===== SUPPLIED PASSAGE

I'd be more inclined to go out and watch the meter while the sprinklers are on for all 5 zones (I assume that'll only take 5 minutes). You might have a broken line in one zone or a main sprinkler feed? 21,000 gallons should be "findable." It would seem it has to be something outside, sprinkler, water softener **, pool makeup? You'd think if anything was leaking (when valved open) inside you'd hear and/or see it.

My Dad's water bill and usage tripled suddenly at his house. Turned out to be when the water softener (outside) ran, it had a massive leak, they had no way to "see" it.
 
We use somewhere around 7000 gallons a month for a family of 4 but 2 of those are very young children that bathe or shower together usually. DW tries to offset to the extent possible by taking abnormally long showers.

We do try to conserve water generally speaking (ie we don't waste it), but do at least 5 loads of top loading laundry a week and run the DW every day or two.

==========

**GIVEN TASK A**. Reproduce the post about household water usage word for word, from "We use somewhere" to "day or two.".
**GIVEN TASK B**. In the post about household water usage, about how many gallons a month does the writer's family of four use?
**GIVEN TASK C**. Go on writing the post about household water usage, picking up after its last sentence.

===== PROVIDED MATERIAL

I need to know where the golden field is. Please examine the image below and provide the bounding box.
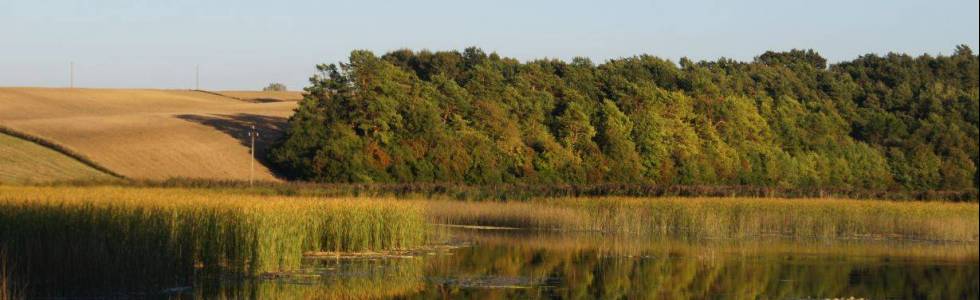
[216,91,303,102]
[0,185,980,298]
[0,88,296,180]
[0,133,114,184]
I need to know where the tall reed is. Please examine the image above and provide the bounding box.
[426,197,980,241]
[0,186,427,295]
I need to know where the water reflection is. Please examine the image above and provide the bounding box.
[17,230,980,299]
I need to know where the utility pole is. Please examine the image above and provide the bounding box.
[194,65,201,90]
[248,124,259,187]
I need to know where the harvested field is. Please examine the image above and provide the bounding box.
[216,91,303,102]
[0,88,296,180]
[0,133,113,184]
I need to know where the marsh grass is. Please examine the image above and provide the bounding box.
[0,186,428,295]
[426,197,980,241]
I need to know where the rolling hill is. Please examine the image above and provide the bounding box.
[0,88,301,180]
[0,133,114,184]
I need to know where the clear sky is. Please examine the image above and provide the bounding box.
[0,0,980,89]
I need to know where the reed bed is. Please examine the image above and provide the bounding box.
[426,197,980,242]
[0,186,428,294]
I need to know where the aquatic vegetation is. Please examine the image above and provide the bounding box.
[426,197,980,241]
[0,186,428,294]
[0,186,980,298]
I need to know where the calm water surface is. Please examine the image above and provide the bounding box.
[180,230,980,299]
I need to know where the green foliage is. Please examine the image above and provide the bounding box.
[271,46,980,190]
[262,82,286,92]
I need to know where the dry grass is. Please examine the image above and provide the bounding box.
[0,133,114,184]
[0,186,429,294]
[0,88,296,180]
[427,197,980,241]
[215,91,303,102]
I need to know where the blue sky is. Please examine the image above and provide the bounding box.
[0,0,980,89]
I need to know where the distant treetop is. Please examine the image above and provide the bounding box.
[262,82,286,92]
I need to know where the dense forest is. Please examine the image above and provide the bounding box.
[269,46,980,190]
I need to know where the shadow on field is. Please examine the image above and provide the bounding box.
[176,114,287,175]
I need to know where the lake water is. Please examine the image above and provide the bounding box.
[178,230,980,299]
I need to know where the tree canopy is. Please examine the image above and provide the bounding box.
[270,46,980,190]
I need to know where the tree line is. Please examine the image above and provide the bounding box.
[269,46,980,190]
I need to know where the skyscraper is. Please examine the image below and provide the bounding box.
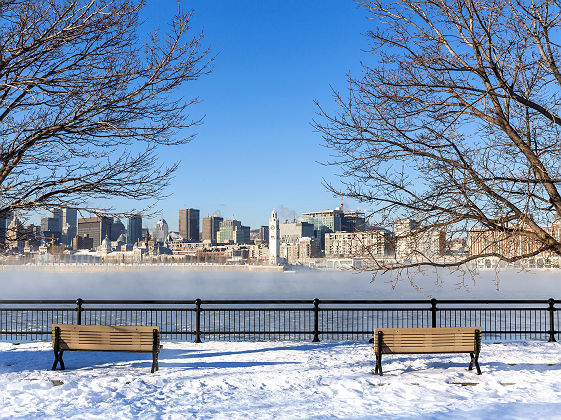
[127,214,142,244]
[78,217,113,248]
[62,207,78,245]
[201,216,224,243]
[179,209,200,242]
[51,207,64,233]
[154,219,169,243]
[269,209,280,265]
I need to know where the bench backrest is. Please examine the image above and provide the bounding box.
[53,324,160,352]
[374,327,481,354]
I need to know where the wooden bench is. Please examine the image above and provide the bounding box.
[52,324,163,373]
[372,327,481,376]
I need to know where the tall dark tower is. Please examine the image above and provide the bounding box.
[127,215,142,244]
[179,209,200,242]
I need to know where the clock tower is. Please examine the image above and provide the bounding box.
[269,209,280,265]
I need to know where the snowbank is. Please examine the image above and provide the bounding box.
[0,342,561,419]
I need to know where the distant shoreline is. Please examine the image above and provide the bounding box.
[0,264,285,273]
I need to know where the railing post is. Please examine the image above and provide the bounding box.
[312,298,319,343]
[75,298,84,325]
[547,298,556,343]
[430,298,437,328]
[194,299,202,343]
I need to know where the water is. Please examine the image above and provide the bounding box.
[0,268,561,300]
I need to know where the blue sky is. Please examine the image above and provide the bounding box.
[99,0,368,230]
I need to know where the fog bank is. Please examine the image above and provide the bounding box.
[0,268,561,300]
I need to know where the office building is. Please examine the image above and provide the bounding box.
[62,207,78,245]
[41,217,62,234]
[257,226,269,246]
[394,219,446,259]
[179,209,200,242]
[341,211,368,232]
[216,220,242,244]
[279,221,314,244]
[127,215,142,244]
[77,216,113,248]
[72,235,94,251]
[232,226,251,245]
[109,219,127,241]
[51,207,63,233]
[325,229,393,258]
[154,219,169,243]
[201,216,224,243]
[269,209,280,265]
[302,209,344,250]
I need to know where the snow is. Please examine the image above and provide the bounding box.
[0,342,561,419]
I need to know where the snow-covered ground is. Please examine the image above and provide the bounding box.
[0,342,561,419]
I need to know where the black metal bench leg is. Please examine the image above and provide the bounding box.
[51,350,64,370]
[374,354,383,376]
[473,353,481,375]
[151,352,160,373]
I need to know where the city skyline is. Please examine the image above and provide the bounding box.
[81,0,368,231]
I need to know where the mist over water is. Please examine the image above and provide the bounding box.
[0,268,561,300]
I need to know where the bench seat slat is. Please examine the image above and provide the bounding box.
[374,327,481,354]
[53,324,159,353]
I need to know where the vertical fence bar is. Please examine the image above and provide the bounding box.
[430,298,437,328]
[194,299,202,343]
[312,298,319,343]
[548,298,555,343]
[76,298,84,325]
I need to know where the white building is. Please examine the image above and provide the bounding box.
[269,209,280,265]
[395,219,446,259]
[154,219,169,243]
[325,229,392,258]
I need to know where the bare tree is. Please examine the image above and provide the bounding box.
[315,0,561,271]
[0,0,212,226]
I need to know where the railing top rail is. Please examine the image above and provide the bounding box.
[0,299,561,305]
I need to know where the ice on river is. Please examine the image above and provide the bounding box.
[0,267,561,300]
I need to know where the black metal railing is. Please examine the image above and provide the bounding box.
[0,299,561,343]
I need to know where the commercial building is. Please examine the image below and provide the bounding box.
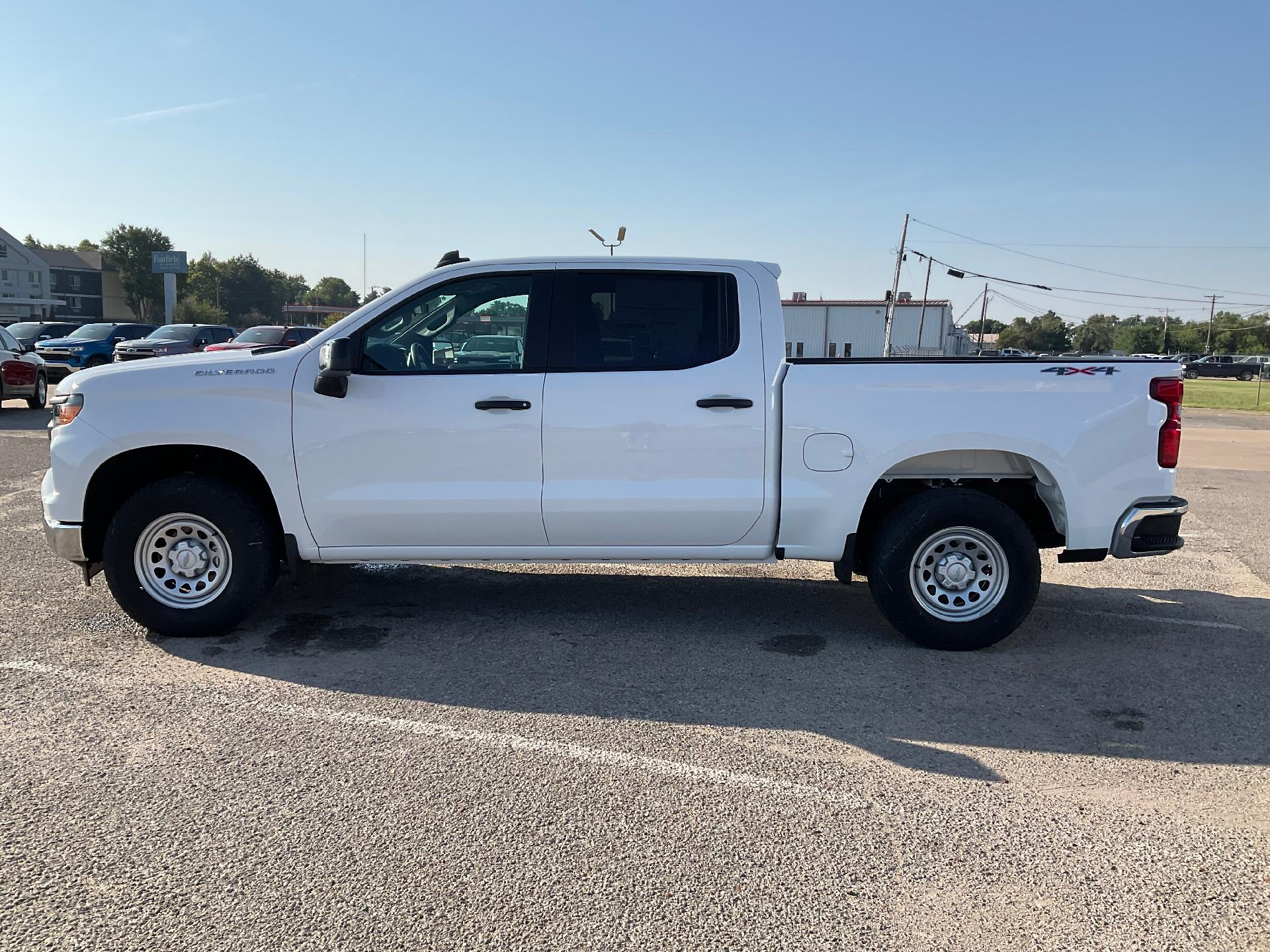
[38,249,137,323]
[0,229,57,324]
[781,291,970,357]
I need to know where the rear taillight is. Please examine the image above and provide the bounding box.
[1151,377,1183,469]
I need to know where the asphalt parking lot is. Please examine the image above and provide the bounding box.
[0,403,1270,949]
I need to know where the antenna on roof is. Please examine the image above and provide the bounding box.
[437,249,471,268]
[587,225,626,257]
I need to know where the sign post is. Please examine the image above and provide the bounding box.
[150,251,189,324]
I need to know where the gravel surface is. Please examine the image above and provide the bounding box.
[0,404,1270,952]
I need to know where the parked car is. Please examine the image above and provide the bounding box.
[114,324,233,362]
[1183,354,1266,381]
[36,324,155,383]
[42,255,1186,650]
[207,325,323,352]
[5,321,80,348]
[0,325,48,410]
[454,334,525,367]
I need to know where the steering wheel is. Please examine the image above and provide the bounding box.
[405,338,432,371]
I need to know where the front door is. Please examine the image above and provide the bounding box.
[542,269,767,547]
[294,269,551,549]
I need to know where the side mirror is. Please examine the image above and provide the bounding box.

==========

**TASK RESULT A**.
We use somewhere around 7000 gallons a month for a family of 4 but 2 of those are very young children that bathe or shower together usually. DW tries to offset to the extent possible by taking abnormally long showers.

We do try to conserve water generally speaking (ie we don't waste it), but do at least 5 loads of top loading laundry a week and run the DW every day or two.

**TASK RESULT B**. Somewhere around 7000 gallons a month.

**TASK RESULT C**.
21000 gallons seems high but maybe it isn't based on averages your utility provided, and not knowing exactly how much your sprinklers use.
 
So, if he saw the dial move from 6.6 to 6.8, that's indeed only .2 gallons.

Looking at that pdf, that does seem to be the case then. As a few of us have said, he's just going to need to log the readings for a while. It sure doesn't look like a steady leak is causing it, so something must be leaking intermittently. Water softener would be a guess, since they run on some sort of timer, and can use water at a high volume in the 'rinse/flush' part of the cycle. A reading before bed and upon waking should track that down.